**What you have to do:**
Please copy exactly the lines that begin with the one containing "of the leaf" and end with the last line of the entries.

[BEGIN Record list]

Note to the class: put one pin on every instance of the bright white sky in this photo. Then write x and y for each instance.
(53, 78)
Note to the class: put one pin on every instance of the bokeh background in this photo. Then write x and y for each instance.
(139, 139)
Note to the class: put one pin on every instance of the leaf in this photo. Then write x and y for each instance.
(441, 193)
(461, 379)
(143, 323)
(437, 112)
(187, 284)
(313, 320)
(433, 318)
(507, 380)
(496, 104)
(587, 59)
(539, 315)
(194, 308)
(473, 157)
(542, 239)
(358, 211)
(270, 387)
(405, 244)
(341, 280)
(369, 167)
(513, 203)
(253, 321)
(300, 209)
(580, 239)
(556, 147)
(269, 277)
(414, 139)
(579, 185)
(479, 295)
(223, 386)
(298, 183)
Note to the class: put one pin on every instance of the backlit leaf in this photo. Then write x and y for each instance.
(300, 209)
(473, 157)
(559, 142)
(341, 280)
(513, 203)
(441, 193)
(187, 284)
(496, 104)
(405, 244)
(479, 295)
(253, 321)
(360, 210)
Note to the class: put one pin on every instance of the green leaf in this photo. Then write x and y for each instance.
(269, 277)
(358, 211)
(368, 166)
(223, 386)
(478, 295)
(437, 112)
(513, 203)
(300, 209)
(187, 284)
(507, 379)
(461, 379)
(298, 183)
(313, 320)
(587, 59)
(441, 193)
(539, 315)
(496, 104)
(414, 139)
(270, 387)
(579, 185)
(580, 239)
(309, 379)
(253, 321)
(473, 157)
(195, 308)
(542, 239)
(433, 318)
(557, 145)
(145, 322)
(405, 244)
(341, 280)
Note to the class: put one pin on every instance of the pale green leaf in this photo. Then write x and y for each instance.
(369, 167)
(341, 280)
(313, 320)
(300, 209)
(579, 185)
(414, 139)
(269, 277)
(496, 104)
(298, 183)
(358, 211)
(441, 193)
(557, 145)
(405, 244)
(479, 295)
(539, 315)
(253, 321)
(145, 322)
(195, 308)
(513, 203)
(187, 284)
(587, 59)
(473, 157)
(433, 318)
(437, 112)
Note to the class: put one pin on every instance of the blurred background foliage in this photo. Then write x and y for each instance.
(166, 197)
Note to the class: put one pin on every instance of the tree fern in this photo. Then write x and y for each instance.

[END Record list]

**Output for this task:**
Note to the class: put one pin on every instance of the leaf in this photo. Then write x and y for each instance.
(441, 193)
(461, 379)
(143, 323)
(437, 112)
(187, 284)
(313, 320)
(433, 318)
(507, 380)
(496, 104)
(587, 59)
(539, 315)
(194, 308)
(473, 157)
(542, 239)
(358, 211)
(270, 387)
(405, 244)
(341, 280)
(369, 167)
(513, 203)
(253, 321)
(300, 209)
(580, 239)
(556, 147)
(269, 277)
(414, 139)
(579, 185)
(479, 295)
(223, 386)
(298, 183)
Note to the class: put one pin on every instance of the backlit leaf in this photo. Then write x and y for each instance.
(300, 209)
(473, 157)
(559, 142)
(341, 280)
(513, 203)
(441, 193)
(187, 284)
(496, 104)
(405, 244)
(479, 295)
(253, 321)
(360, 210)
Note to the class: put one pin on every instance of the green leaf in this photo. Then write x and y for each instance.
(269, 277)
(358, 211)
(368, 166)
(223, 386)
(478, 295)
(437, 112)
(513, 203)
(300, 209)
(187, 284)
(507, 379)
(461, 379)
(298, 183)
(313, 320)
(587, 59)
(441, 193)
(539, 315)
(496, 104)
(414, 139)
(270, 387)
(579, 185)
(580, 239)
(309, 379)
(253, 321)
(473, 157)
(195, 308)
(542, 239)
(433, 318)
(557, 145)
(145, 322)
(405, 244)
(341, 280)
Note to the class: put one pin on every instance of the pale green leaf in this photo. Then write x and y for each instance.
(369, 167)
(341, 280)
(313, 320)
(300, 209)
(579, 185)
(414, 139)
(269, 277)
(496, 104)
(298, 183)
(358, 211)
(441, 193)
(557, 145)
(405, 244)
(479, 295)
(539, 315)
(253, 321)
(145, 322)
(195, 308)
(513, 203)
(187, 284)
(587, 59)
(473, 157)
(433, 318)
(437, 112)
Note to the class: put one pin on every instance of the blurred background foliage in this photo. Then write x and y for each instance.
(166, 197)
Note to the class: put one pin on every instance of the tree fern in this photo. Then write x and y for each instance.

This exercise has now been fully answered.